Entries shown:
===

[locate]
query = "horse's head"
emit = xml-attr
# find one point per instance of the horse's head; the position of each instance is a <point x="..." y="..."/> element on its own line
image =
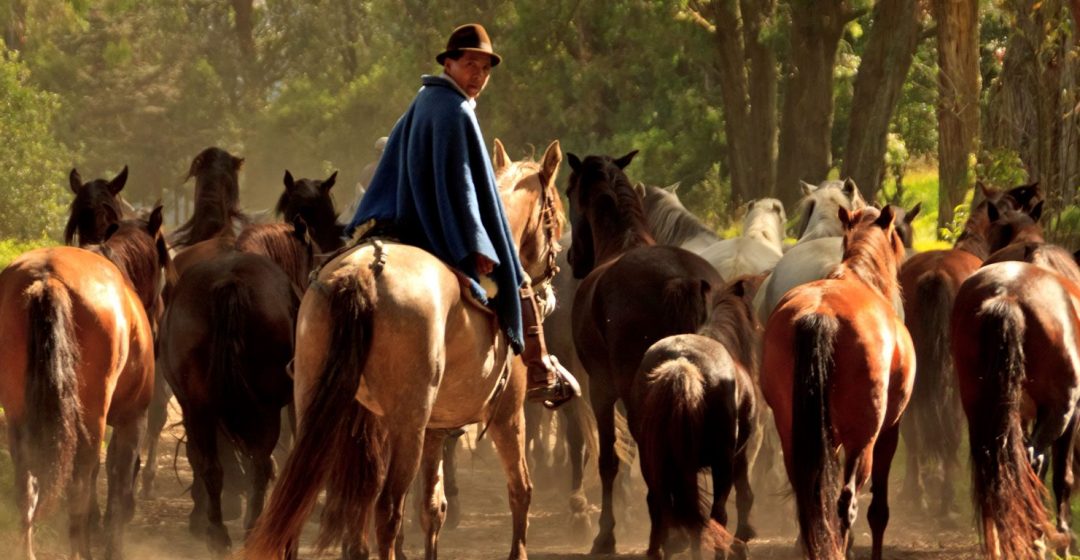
<point x="606" y="212"/>
<point x="818" y="208"/>
<point x="765" y="220"/>
<point x="138" y="248"/>
<point x="1010" y="226"/>
<point x="534" y="209"/>
<point x="311" y="200"/>
<point x="95" y="206"/>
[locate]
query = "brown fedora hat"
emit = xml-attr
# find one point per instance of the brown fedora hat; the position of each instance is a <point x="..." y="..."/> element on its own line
<point x="469" y="37"/>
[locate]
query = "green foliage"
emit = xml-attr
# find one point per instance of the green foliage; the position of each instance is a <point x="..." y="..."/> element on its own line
<point x="31" y="161"/>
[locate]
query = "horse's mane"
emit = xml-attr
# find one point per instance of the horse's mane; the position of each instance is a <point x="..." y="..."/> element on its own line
<point x="871" y="256"/>
<point x="732" y="323"/>
<point x="279" y="243"/>
<point x="669" y="220"/>
<point x="217" y="196"/>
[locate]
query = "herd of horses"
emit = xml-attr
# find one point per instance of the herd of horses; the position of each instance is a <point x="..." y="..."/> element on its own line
<point x="365" y="358"/>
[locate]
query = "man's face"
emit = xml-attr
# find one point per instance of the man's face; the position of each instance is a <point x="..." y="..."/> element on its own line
<point x="470" y="71"/>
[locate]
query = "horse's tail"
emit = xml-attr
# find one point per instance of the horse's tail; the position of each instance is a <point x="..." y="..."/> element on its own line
<point x="230" y="301"/>
<point x="1007" y="491"/>
<point x="672" y="428"/>
<point x="815" y="476"/>
<point x="933" y="405"/>
<point x="53" y="421"/>
<point x="335" y="431"/>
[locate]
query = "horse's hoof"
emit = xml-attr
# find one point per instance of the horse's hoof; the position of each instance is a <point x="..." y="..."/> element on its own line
<point x="603" y="545"/>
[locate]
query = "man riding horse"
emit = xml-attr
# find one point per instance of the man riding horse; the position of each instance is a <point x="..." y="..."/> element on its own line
<point x="435" y="188"/>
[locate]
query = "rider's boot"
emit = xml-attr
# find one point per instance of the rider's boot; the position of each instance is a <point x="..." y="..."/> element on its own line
<point x="549" y="382"/>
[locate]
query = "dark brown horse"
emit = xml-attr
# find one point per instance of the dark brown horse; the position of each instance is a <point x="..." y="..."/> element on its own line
<point x="930" y="282"/>
<point x="1015" y="342"/>
<point x="225" y="346"/>
<point x="837" y="371"/>
<point x="94" y="208"/>
<point x="634" y="294"/>
<point x="696" y="398"/>
<point x="78" y="355"/>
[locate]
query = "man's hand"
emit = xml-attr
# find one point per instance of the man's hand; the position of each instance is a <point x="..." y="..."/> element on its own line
<point x="484" y="265"/>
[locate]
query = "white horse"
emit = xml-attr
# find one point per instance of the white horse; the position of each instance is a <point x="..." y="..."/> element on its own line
<point x="759" y="247"/>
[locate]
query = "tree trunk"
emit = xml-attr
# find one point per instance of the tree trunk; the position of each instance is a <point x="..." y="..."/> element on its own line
<point x="807" y="119"/>
<point x="958" y="84"/>
<point x="746" y="71"/>
<point x="881" y="73"/>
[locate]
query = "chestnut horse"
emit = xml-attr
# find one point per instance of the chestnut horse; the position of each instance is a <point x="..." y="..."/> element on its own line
<point x="375" y="405"/>
<point x="1015" y="344"/>
<point x="96" y="205"/>
<point x="634" y="294"/>
<point x="696" y="397"/>
<point x="930" y="281"/>
<point x="78" y="355"/>
<point x="837" y="371"/>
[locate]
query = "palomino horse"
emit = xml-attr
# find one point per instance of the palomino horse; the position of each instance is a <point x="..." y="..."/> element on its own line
<point x="758" y="248"/>
<point x="95" y="207"/>
<point x="634" y="294"/>
<point x="78" y="355"/>
<point x="225" y="347"/>
<point x="696" y="396"/>
<point x="373" y="404"/>
<point x="1015" y="344"/>
<point x="837" y="371"/>
<point x="930" y="281"/>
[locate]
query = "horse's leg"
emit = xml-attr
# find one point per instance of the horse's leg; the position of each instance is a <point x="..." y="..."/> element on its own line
<point x="120" y="467"/>
<point x="26" y="489"/>
<point x="79" y="495"/>
<point x="203" y="455"/>
<point x="576" y="440"/>
<point x="158" y="415"/>
<point x="432" y="502"/>
<point x="1063" y="483"/>
<point x="604" y="408"/>
<point x="878" y="513"/>
<point x="450" y="479"/>
<point x="508" y="434"/>
<point x="404" y="449"/>
<point x="856" y="469"/>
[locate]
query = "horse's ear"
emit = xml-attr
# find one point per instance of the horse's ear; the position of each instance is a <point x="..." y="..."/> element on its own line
<point x="909" y="217"/>
<point x="1037" y="212"/>
<point x="118" y="182"/>
<point x="575" y="162"/>
<point x="499" y="159"/>
<point x="624" y="161"/>
<point x="550" y="162"/>
<point x="328" y="182"/>
<point x="75" y="180"/>
<point x="886" y="219"/>
<point x="153" y="222"/>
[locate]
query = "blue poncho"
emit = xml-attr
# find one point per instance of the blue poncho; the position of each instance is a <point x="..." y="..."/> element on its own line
<point x="436" y="183"/>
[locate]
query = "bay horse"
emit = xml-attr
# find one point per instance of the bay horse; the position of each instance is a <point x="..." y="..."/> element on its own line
<point x="696" y="397"/>
<point x="78" y="355"/>
<point x="225" y="346"/>
<point x="1015" y="345"/>
<point x="930" y="280"/>
<point x="375" y="406"/>
<point x="837" y="371"/>
<point x="633" y="294"/>
<point x="96" y="205"/>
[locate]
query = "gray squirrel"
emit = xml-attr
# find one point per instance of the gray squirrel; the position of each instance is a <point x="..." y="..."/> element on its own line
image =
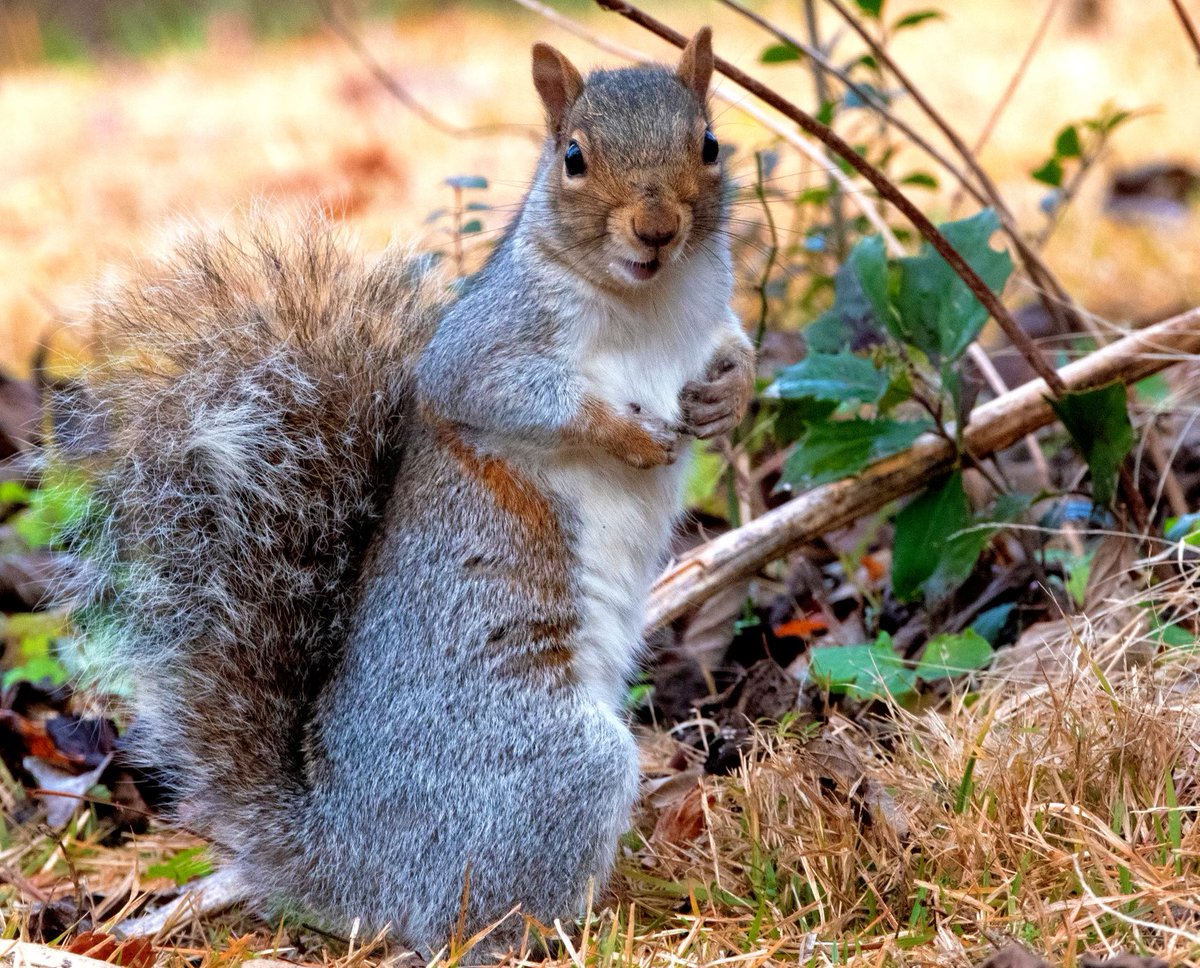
<point x="375" y="561"/>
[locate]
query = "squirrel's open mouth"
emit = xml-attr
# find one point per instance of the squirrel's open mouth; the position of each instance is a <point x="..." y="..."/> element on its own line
<point x="641" y="271"/>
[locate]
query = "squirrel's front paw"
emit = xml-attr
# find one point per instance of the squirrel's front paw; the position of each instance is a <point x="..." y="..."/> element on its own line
<point x="660" y="442"/>
<point x="717" y="404"/>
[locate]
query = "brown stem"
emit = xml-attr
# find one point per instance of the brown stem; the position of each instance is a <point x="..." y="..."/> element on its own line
<point x="1188" y="26"/>
<point x="881" y="182"/>
<point x="349" y="36"/>
<point x="1013" y="83"/>
<point x="822" y="66"/>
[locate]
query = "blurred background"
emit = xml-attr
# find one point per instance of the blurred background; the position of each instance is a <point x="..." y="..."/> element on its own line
<point x="124" y="120"/>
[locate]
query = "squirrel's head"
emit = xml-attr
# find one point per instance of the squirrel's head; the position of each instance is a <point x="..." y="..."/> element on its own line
<point x="631" y="174"/>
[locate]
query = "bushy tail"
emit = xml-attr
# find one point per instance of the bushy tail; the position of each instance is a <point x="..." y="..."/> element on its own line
<point x="238" y="436"/>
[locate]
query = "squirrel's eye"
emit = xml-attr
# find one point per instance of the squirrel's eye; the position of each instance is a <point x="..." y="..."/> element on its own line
<point x="574" y="160"/>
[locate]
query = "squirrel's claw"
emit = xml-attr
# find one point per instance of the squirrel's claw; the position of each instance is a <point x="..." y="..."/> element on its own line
<point x="717" y="404"/>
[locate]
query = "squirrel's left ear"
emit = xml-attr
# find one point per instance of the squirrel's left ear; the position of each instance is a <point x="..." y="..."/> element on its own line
<point x="558" y="84"/>
<point x="696" y="64"/>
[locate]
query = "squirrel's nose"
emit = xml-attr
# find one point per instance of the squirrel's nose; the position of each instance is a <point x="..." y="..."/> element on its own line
<point x="657" y="230"/>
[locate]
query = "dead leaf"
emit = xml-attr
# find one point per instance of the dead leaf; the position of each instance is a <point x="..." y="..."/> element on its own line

===

Count the lines above that contain the string "boot", treating uppercase and lowercase as different, and give only the number.

Answer to this problem: 2